### Instructions for the task:
Please print every one of the rows below, character for character, with nothing changed.

### Stored rows:
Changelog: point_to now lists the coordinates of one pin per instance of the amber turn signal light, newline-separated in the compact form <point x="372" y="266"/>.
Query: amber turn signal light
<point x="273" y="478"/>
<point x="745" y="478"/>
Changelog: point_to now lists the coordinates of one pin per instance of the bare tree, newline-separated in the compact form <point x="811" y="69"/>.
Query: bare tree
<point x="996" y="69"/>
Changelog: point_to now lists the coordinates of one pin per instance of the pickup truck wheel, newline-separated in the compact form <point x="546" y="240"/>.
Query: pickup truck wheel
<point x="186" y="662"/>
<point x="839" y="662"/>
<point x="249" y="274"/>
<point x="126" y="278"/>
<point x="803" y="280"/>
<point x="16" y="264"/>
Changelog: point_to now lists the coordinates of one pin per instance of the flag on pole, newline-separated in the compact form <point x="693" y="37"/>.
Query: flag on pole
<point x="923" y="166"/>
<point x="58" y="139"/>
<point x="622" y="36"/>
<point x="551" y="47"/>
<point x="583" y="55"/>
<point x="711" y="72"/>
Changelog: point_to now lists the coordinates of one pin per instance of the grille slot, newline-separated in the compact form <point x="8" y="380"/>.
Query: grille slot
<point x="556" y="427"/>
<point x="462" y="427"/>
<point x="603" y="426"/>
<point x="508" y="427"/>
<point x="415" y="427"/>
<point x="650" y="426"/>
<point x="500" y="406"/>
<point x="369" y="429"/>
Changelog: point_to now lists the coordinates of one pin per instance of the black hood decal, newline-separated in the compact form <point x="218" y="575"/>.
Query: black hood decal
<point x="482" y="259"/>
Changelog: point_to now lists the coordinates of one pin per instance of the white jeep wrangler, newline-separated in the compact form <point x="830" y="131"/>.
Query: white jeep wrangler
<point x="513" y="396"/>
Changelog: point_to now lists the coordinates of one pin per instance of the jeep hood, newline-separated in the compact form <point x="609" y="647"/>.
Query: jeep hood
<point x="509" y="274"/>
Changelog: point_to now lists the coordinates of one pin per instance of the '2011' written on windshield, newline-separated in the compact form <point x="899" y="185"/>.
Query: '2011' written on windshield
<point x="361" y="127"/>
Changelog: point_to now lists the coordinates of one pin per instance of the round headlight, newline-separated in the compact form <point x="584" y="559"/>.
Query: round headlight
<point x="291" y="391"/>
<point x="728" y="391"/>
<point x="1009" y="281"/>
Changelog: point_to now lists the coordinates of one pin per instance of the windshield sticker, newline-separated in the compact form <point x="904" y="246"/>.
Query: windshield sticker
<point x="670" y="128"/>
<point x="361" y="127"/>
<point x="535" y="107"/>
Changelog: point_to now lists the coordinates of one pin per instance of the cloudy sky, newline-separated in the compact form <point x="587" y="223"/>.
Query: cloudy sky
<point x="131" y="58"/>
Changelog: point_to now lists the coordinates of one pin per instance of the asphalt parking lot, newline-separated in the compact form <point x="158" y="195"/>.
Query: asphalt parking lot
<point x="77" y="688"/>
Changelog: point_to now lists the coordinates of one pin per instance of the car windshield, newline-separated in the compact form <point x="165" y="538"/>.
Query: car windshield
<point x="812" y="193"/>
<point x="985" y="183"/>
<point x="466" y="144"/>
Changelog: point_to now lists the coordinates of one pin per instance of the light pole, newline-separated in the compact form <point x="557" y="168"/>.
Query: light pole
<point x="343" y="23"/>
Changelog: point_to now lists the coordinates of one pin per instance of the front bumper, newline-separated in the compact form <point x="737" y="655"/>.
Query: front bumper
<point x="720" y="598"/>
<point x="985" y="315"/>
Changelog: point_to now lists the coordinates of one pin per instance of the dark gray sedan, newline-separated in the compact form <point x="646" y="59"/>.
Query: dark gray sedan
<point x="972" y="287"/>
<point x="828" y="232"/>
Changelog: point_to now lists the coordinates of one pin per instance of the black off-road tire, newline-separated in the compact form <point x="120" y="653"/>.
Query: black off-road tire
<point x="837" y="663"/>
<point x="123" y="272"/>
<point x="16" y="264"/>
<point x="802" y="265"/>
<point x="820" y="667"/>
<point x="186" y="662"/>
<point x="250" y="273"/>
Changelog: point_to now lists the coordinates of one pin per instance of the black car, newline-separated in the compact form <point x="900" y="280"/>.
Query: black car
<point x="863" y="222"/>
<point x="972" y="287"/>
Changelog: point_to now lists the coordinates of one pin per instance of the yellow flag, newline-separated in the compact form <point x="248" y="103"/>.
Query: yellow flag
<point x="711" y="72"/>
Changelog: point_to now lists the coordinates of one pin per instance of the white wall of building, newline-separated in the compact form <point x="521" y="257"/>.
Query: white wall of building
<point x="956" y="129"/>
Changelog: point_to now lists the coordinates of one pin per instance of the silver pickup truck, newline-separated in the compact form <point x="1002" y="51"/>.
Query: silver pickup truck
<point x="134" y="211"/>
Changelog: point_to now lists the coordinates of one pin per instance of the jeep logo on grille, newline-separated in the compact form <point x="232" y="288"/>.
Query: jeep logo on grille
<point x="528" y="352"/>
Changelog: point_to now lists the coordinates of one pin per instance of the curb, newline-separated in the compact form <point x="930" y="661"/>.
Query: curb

### Full response:
Changelog: point_to now lists the coordinates of one pin per instance of the amber turn signal light, newline-separated in the compact form <point x="372" y="266"/>.
Query: amber turn signal light
<point x="273" y="478"/>
<point x="745" y="478"/>
Changelog: point_to now lists the coordinates of one pin per instance of the bare tree, newline-separated in the compact form <point x="811" y="69"/>.
Query: bare tree
<point x="996" y="69"/>
Changelog: point_to now lists the coordinates of one pin per instance of the pickup truck wheel, newline-separated in the compact form <point x="546" y="240"/>.
Query: pickup truck wheel
<point x="186" y="662"/>
<point x="839" y="662"/>
<point x="249" y="274"/>
<point x="126" y="278"/>
<point x="803" y="280"/>
<point x="16" y="264"/>
Changelog: point_to now lists the coordinates of one pin per instance of the flag on pole, newline-separated in the compact form <point x="693" y="37"/>.
Query: flag on pole
<point x="923" y="166"/>
<point x="58" y="139"/>
<point x="622" y="36"/>
<point x="551" y="47"/>
<point x="583" y="55"/>
<point x="711" y="72"/>
Changelog: point_to now lists the coordinates of one pin per instance of the grille slot, newline-separated in the compact form <point x="8" y="380"/>.
Query: grille slot
<point x="556" y="427"/>
<point x="462" y="427"/>
<point x="603" y="426"/>
<point x="508" y="427"/>
<point x="415" y="427"/>
<point x="650" y="426"/>
<point x="500" y="406"/>
<point x="369" y="429"/>
Changelog: point_to now lists the coordinates of one pin per instance of the black hood decal, newline-separated in the compact form <point x="218" y="575"/>.
Query: black hood decal
<point x="482" y="259"/>
Changelog: point_to now lists the coordinates of one pin per instance of the white jeep wrangler, newline-separated in the compact form <point x="830" y="131"/>.
Query: white jeep wrangler
<point x="513" y="396"/>
Changelog: point_to now lists the coordinates of one pin per instance of the jeep hood, newline-separated in the compact form <point x="609" y="647"/>.
Query: jeep hood
<point x="509" y="274"/>
Changelog: point_to now lists the coordinates of one pin per instance of the '2011' written on windshield, newline-separated in the compact form <point x="899" y="185"/>.
Query: '2011' written on windshield
<point x="361" y="127"/>
Changelog: point_to now lists the coordinates of one pin per instance of the round headlight, newline-separated in the compact form <point x="584" y="559"/>.
Query: round headlight
<point x="291" y="391"/>
<point x="728" y="391"/>
<point x="1009" y="281"/>
Changelog: point_to now lists the coordinates of one pin per instance of the windshield sticker, newline-separated in the compact form <point x="904" y="246"/>.
Query: windshield sticker
<point x="670" y="128"/>
<point x="361" y="127"/>
<point x="535" y="107"/>
Changelog: point_to now lists the coordinates of one pin per instance of the cloudy sky, newline-separated in the compact form <point x="587" y="223"/>.
Query: cloudy sky
<point x="131" y="58"/>
Changelog: point_to now lists the coordinates of one pin per instance of the asphalt parking lot, newline-separated in the compact form <point x="158" y="195"/>.
Query: asphalt parking lot
<point x="77" y="688"/>
Changelog: point_to now lists the coordinates of one pin per instance of the car windshield, newline-separated in the compact form <point x="165" y="538"/>.
Query: car windshield
<point x="812" y="193"/>
<point x="985" y="183"/>
<point x="466" y="144"/>
Changelog: point_to now lists the coordinates of one pin per instance of the light pole, newline-separated in the compact form <point x="557" y="168"/>.
Query: light pole
<point x="343" y="23"/>
Changelog: point_to now lists the coordinates of one pin per instance of the front bumper, newline-separated in the compact form <point x="737" y="655"/>.
Query: front bumper
<point x="720" y="598"/>
<point x="985" y="315"/>
Changelog: point_to now lists the coordinates of one pin per instance of the dark gray sedan, newline-separated in the compact form <point x="646" y="59"/>.
Query: dark gray sedan
<point x="972" y="287"/>
<point x="828" y="232"/>
Changelog: point_to now lists the coordinates of one pin per instance of the black off-road tire, newline-separated in the compact form <point x="120" y="653"/>.
Query: black off-road tire
<point x="837" y="663"/>
<point x="123" y="272"/>
<point x="16" y="264"/>
<point x="802" y="265"/>
<point x="820" y="667"/>
<point x="186" y="662"/>
<point x="250" y="273"/>
Changelog: point_to now lists the coordinates of one pin per instance of the black car, newline-separated in the compact form <point x="900" y="280"/>.
Query: black car
<point x="863" y="222"/>
<point x="972" y="287"/>
Changelog: point_to now lists the coordinates of one pin per instance of the yellow flag, newline-separated in the compact form <point x="248" y="103"/>.
Query: yellow flag
<point x="711" y="72"/>
Changelog: point_to now lists the coordinates of one pin per instance of the white wall of building, newline-separated in the compact form <point x="521" y="257"/>.
Query: white wall of building
<point x="956" y="129"/>
Changelog: point_to now lists the coordinates of one pin per instance of the silver pickup truck, newline-separated in the compact form <point x="1002" y="51"/>.
Query: silver pickup truck
<point x="134" y="211"/>
Changelog: point_to now lists the coordinates of one pin per instance of the jeep logo on grille, newline-separated in the compact form <point x="232" y="288"/>.
Query: jeep logo on grille
<point x="528" y="352"/>
Changelog: point_to now lists the coordinates of one pin per instance of the curb, newline-separated in the compact form <point x="930" y="661"/>.
Query: curb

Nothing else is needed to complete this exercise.